• [CHALLENGE]: Copy out the material below word for word, from the line that contains "Expected: for each instance of the red" through the line that contains "x=419 y=281". Include both of those lines and nothing else.
-- start of RECORDS TO PROCESS --
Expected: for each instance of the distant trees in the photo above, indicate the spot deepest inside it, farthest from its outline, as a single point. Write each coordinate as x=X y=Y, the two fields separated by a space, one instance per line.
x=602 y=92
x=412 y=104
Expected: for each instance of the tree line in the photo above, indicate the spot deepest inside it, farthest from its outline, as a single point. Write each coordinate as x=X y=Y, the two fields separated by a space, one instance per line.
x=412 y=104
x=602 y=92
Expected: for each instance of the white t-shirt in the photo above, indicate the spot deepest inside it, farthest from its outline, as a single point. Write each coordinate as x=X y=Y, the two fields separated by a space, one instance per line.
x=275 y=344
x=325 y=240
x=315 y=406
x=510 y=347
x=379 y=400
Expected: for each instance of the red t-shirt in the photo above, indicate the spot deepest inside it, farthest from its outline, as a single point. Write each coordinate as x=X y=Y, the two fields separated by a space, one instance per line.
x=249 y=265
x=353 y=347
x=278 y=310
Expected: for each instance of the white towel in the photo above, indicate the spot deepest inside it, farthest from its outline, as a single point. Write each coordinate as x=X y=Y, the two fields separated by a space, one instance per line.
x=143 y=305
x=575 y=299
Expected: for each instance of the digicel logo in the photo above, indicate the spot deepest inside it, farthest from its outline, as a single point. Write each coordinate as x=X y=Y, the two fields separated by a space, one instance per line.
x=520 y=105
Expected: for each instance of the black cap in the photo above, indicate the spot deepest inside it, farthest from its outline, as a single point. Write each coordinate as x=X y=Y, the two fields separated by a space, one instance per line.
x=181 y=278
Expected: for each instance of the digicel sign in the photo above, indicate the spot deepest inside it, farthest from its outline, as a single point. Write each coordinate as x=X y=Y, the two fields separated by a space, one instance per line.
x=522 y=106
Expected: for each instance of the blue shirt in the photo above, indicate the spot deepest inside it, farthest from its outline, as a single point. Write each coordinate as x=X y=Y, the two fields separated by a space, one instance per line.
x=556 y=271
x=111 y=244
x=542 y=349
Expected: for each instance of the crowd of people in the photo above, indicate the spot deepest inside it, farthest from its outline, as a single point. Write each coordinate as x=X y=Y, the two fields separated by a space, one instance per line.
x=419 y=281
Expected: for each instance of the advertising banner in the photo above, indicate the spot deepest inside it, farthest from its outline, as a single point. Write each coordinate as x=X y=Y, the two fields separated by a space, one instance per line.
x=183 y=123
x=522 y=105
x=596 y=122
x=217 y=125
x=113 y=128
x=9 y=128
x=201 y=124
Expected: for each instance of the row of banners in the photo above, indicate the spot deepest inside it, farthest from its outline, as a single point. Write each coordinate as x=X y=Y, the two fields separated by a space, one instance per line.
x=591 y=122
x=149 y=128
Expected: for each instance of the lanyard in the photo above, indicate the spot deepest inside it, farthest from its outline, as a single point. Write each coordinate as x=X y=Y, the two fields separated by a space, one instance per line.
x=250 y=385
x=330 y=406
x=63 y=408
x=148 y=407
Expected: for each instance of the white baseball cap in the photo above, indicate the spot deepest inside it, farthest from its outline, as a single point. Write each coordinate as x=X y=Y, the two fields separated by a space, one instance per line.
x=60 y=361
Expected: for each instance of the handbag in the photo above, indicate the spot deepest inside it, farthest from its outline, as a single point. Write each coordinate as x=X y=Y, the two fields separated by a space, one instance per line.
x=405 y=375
-- end of RECORDS TO PROCESS --
-- start of RECORDS TO PROCESS --
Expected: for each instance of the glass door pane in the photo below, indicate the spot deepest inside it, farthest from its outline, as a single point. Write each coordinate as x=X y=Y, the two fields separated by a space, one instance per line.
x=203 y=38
-- end of RECORDS TO PROCESS --
• [WRITTEN SOLUTION]:
Expected: for each instance of the red t-shirt in the photo above, indicate the spot deepest inside it, farthest from its outline, as a single point. Write each coordinate as x=X y=Y, the two fields separated by a space, one instance per line.
x=249 y=265
x=353 y=347
x=278 y=310
Expected: for each instance of the white towel in the photo above, indicate the spot deepest inside it, farthest from its outline, as a single point. Write each coordinate as x=X y=Y, the two fields separated by a space, one instance per line.
x=143 y=305
x=575 y=299
Expected: for each instance of the digicel logo in the photo above, indicate the spot deepest inside it, farthest from its outline, as a single point. Write each coordinate as x=X y=Y, the two fields separated by a space, one instance per line.
x=520 y=105
Expected: for each instance of the black cap in the photo above, indicate the spot deepest inside it, farthest from its outline, as a single point. Write each coordinate as x=X y=Y, the two fields separated by a space, one instance per line.
x=181 y=278
Expected: for each instance of the digicel sign in the photo above, indicate the spot deepest inside it, farthest from its outline, as a single point. Write each coordinate as x=X y=Y, the two fields separated by a space, one instance per line.
x=522 y=106
Expected: for each instance of the blue shirt in the photo above, indicate the spot deepest inside it, farthest from its outline, as a single point. Write each coordinate as x=X y=Y, the two fields separated by a space, one instance per line.
x=556 y=271
x=111 y=244
x=542 y=349
Expected: for each instance of the crowd of people in the photo above, indicate the spot deepest inside it, farthest from its outline, as a single point. Write each coordinate as x=X y=Y, the two fields separated by a space, one instance per line.
x=419 y=281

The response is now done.